DOCUMENT SEGMENT:
=== Section Start ===
So you have a book or several million and you don't live long enough to read them all but maybe you kinda want to know what happens in one of them. Or you're listening to an audiobook and want to see if it's safe to skip ahead or you keep losing the plot and want to fill up the gaps with a little cheat sheet. This is what this project is for. Point it to a folder that contains ebooks, and it spits out a summary of each book. One detailed, one short.
-
install ollama (https://ollama.com/)
-
open a command line window and download mistral
ollama pull mistral
-
install Python 3.10
-
open a command line window, change to the local-book-summary directory
-
make a new virtual environment
python -m venv venv
-
activate virtual environment
Windows:
venv\scripts\activate
Linux: you already know this better than I do
-
install dependencies
pip install -r requirements.txt
python summarize.py folder_with_books
Should probably be run on a machine with a decent GPU.
CPU-only does technically work, but it's going to be slow. Like, really slow.
=== Section End ===
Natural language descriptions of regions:
=== Section Start ===
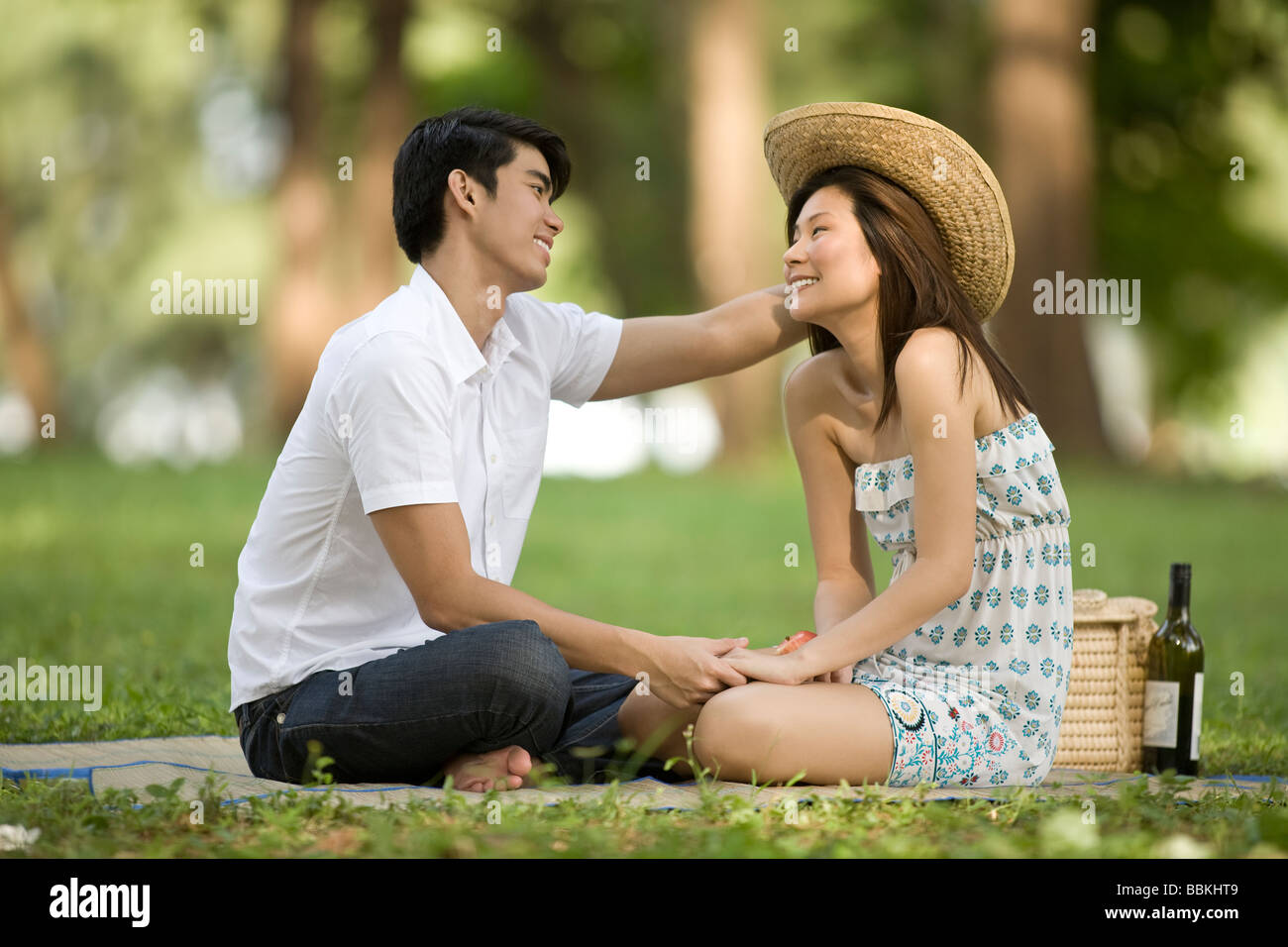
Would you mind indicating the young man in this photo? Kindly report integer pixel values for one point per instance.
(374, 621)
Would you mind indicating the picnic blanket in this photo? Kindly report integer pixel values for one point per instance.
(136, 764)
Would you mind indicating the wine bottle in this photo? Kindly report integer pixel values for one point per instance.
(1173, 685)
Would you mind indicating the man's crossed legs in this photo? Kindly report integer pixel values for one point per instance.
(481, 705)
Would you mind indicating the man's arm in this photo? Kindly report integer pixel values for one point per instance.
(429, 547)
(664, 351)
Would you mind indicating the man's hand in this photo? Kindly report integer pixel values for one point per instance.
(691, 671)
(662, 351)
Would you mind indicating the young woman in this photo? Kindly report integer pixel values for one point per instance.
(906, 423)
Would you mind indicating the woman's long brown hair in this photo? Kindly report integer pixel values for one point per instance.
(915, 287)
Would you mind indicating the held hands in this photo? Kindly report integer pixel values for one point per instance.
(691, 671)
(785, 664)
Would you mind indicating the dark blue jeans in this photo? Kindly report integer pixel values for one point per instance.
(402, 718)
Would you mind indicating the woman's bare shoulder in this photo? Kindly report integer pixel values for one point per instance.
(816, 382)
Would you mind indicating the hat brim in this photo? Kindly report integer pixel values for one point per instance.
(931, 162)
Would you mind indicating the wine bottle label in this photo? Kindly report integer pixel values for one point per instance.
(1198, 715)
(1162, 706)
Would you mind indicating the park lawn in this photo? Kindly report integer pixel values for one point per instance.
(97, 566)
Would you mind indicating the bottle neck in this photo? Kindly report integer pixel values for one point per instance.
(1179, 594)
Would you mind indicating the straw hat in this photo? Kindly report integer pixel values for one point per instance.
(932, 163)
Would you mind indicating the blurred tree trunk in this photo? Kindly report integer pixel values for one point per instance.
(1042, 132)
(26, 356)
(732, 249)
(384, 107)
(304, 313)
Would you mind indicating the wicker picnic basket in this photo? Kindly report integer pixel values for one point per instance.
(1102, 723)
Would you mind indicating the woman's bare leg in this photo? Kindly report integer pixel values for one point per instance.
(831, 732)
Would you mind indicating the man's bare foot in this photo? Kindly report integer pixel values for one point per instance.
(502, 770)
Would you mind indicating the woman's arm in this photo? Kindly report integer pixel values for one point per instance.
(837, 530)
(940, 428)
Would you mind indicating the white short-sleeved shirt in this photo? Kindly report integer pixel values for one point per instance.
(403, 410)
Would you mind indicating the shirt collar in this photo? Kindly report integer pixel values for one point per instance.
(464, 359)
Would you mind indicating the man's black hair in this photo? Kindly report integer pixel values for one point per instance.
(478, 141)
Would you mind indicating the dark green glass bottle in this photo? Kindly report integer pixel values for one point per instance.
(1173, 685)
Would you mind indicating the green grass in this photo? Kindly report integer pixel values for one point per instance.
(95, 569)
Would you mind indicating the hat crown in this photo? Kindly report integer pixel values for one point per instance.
=== Section End ===
PROBLEM 1: In the book-summary guide, copy the passage that begins at "So you have" and stops after "detailed, one short.", but change "cheat sheet" to "crib sheet".
PROBLEM 2: Which version of Python does the book-summary guide say to install?
PROBLEM 3: For each statement, say whether it agrees with the book-summary guide, and quote the words that decide it. (a) The tool produces two summaries of each book. (b) The tool cannot run without a GPU. (c) The guide gives a command for activating the virtual environment on Windows.
The rows were taken from a separate source.

OUTPUT 1:
So you have a book or several million and you don't live long enough to read them all but maybe you kinda want to know what happens in one of them. Or you're listening to an audiobook and want to see if it's safe to skip ahead or you keep losing the plot and want to fill up the gaps with a little crib sheet. This is what this project is for. Point it to a folder that contains ebooks, and it spits out a summary of each book. One detailed, one short.

OUTPUT 2: Python 3.10

OUTPUT 3:
(a) Yes: "One detailed, one short."
(b) No: "CPU-only does technically work, but it's going to be slow."
(c) Yes: "venv\scripts\activate"